Data:
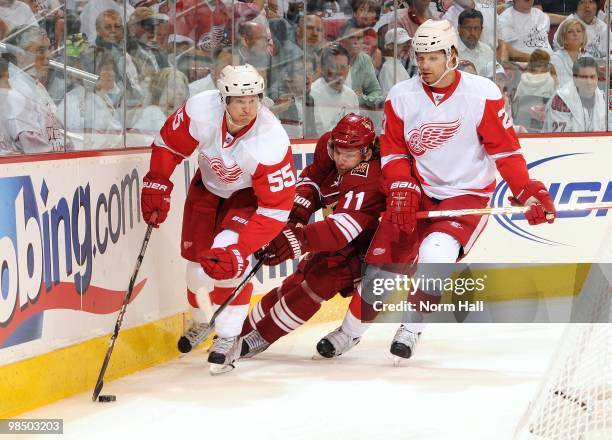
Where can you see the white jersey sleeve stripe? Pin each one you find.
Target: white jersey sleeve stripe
(505, 154)
(277, 214)
(391, 157)
(347, 222)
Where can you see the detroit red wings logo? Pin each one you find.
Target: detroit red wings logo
(431, 136)
(227, 175)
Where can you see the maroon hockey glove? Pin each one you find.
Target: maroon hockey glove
(303, 207)
(287, 245)
(223, 263)
(403, 199)
(155, 198)
(541, 207)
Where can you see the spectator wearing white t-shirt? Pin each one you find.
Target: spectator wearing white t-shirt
(523, 29)
(332, 99)
(393, 70)
(596, 29)
(572, 39)
(470, 45)
(16, 13)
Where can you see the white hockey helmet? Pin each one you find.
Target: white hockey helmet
(240, 81)
(435, 35)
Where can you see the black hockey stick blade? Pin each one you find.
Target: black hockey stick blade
(126, 301)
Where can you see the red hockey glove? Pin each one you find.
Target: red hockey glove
(223, 263)
(535, 195)
(155, 198)
(403, 199)
(287, 245)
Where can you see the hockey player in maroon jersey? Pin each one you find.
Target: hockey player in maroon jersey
(345, 175)
(444, 134)
(238, 200)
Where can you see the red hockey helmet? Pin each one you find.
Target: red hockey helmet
(353, 131)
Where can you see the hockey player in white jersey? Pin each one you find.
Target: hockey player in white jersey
(238, 200)
(444, 134)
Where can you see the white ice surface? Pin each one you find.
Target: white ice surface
(468, 381)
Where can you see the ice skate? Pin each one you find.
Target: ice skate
(403, 345)
(334, 344)
(253, 343)
(193, 337)
(223, 354)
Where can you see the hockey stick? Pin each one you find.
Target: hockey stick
(509, 210)
(184, 345)
(126, 300)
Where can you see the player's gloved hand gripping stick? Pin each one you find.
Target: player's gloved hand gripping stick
(237, 290)
(153, 221)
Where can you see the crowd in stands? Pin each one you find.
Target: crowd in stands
(77, 74)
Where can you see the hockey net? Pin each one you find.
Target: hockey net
(574, 401)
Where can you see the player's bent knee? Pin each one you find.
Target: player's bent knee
(225, 238)
(439, 247)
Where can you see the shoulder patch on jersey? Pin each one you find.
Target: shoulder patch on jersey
(480, 86)
(269, 141)
(559, 105)
(361, 170)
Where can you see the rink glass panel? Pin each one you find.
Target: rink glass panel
(105, 90)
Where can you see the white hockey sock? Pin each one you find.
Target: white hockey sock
(353, 326)
(229, 322)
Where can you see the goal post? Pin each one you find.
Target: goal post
(574, 400)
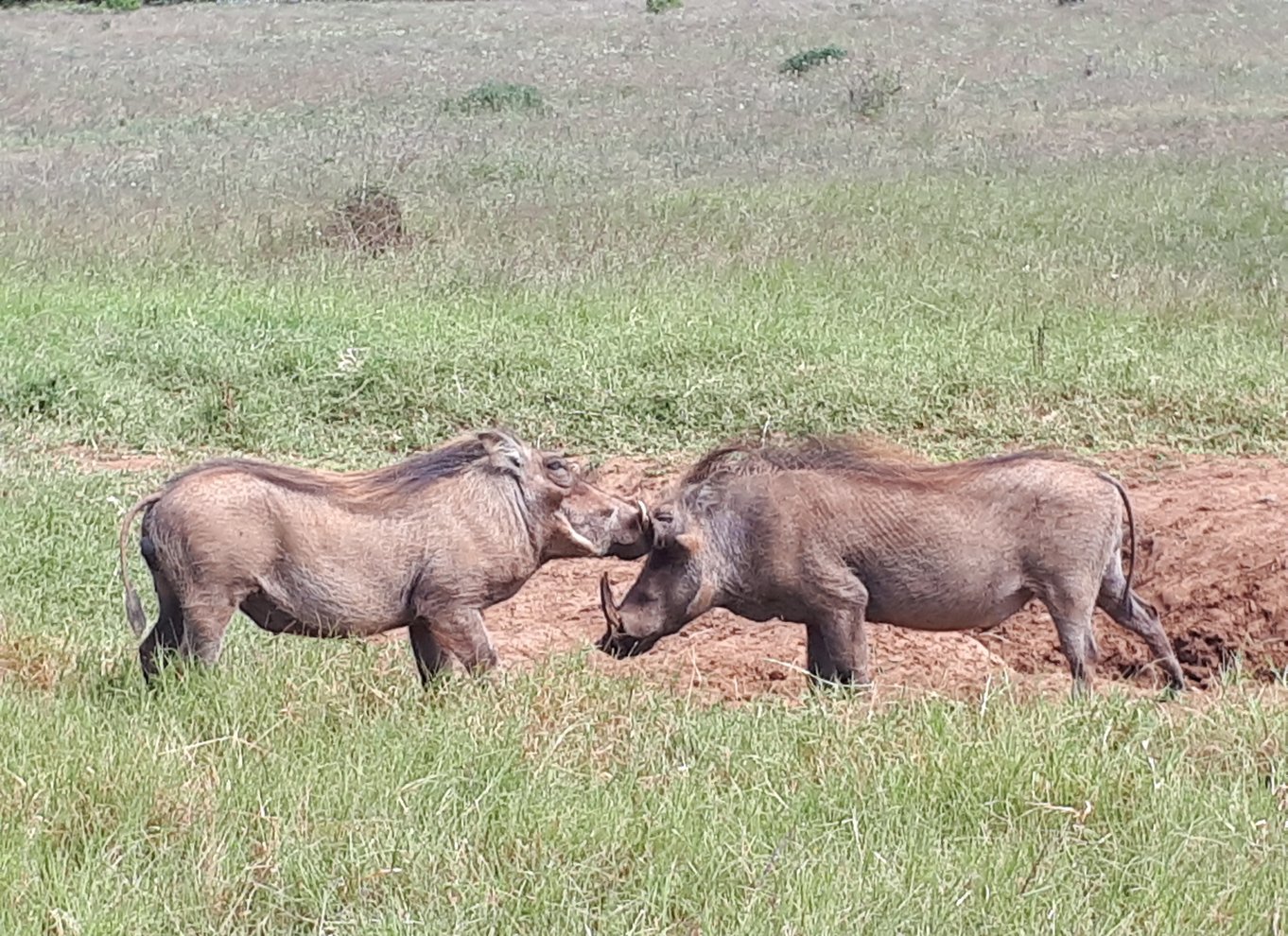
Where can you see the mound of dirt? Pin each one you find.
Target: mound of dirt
(1212, 555)
(1213, 559)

Work to be completed: In your copy of the records, include no pictures; repeat everything else exactly.

Solution to this problem:
Where can you see the white jersey sleeve stripe? Pin each one you find.
Target: white jersey sleeve stripe
(505, 154)
(277, 214)
(391, 157)
(347, 222)
Where can you see the detroit red wings logo? Pin each one you find.
Target: detroit red wings logo
(431, 136)
(227, 175)
Where can you see the maroon hockey glove? Pin each one you find.
Target: maroon hockey glove
(303, 207)
(287, 245)
(223, 263)
(403, 199)
(155, 198)
(541, 207)
Where can you see the spectator wearing white t-shirt? Pin each one you find.
Target: spectator wearing white t-shirt
(523, 29)
(332, 99)
(393, 70)
(596, 29)
(572, 39)
(470, 45)
(16, 13)
Where can you see the white hockey helmet? Pin each one you find.
Target: white hockey helmet
(240, 81)
(435, 35)
Where can you see the black hockey stick blade? Pin each one you find.
Target: black hockey stick blade
(126, 301)
Where can you see the red hockey glove? Pin each one you find.
Target: red hockey glove
(223, 263)
(535, 195)
(155, 198)
(403, 199)
(287, 245)
Where can you see the hockey player in maroon jersey? Pin each one you find.
Target: hockey player in maroon jersey
(345, 175)
(444, 134)
(238, 200)
Where can you see the red hockey helmet? Pin each one you find.
Target: red hockey helmet
(353, 131)
Where can you see the hockey player in white jersey? Pin each one you find.
Target: hockey player in white jersey
(238, 200)
(444, 134)
Where can you see the white ice surface? Pin each one you find.
Target: white ice surface
(468, 381)
Where can you see the ice skate? Pin each one you find.
Target: ice skate
(403, 345)
(334, 344)
(253, 343)
(193, 337)
(223, 354)
Where can you see the hockey stick? Pin each one you find.
Target: hockey stick
(509, 210)
(184, 345)
(126, 300)
Where can you see the player's gloved hand gripping stick? Pin each one you find.
Target: player's gloved hand gripping stick
(237, 290)
(153, 221)
Where can you see the crowd in stands? Pin each one you find.
Target: crowd in stands
(77, 74)
Where can you see the hockey net? Pin each one you find.
Target: hockey net
(574, 401)
Where can you see the player's bent knee? Pin each one you find.
Target: player's bent knee
(225, 238)
(439, 247)
Where can you see the shoulder patch on jersey? Pin each one you find.
Target: shoulder patch on jersey
(480, 86)
(269, 141)
(559, 105)
(361, 170)
Where can you see the rink glass panel? Pin each one you find.
Target: rink glass panel
(105, 90)
Where can you see the white hockey sock? Pin each one you find.
Target: white hockey sock
(353, 326)
(229, 322)
Where can you see the goal post? Pin each one you find.
Target: goal post
(574, 400)
Where can you see the mound of dirt? Pin each one you find.
Target: mound of dirt
(1212, 555)
(1213, 559)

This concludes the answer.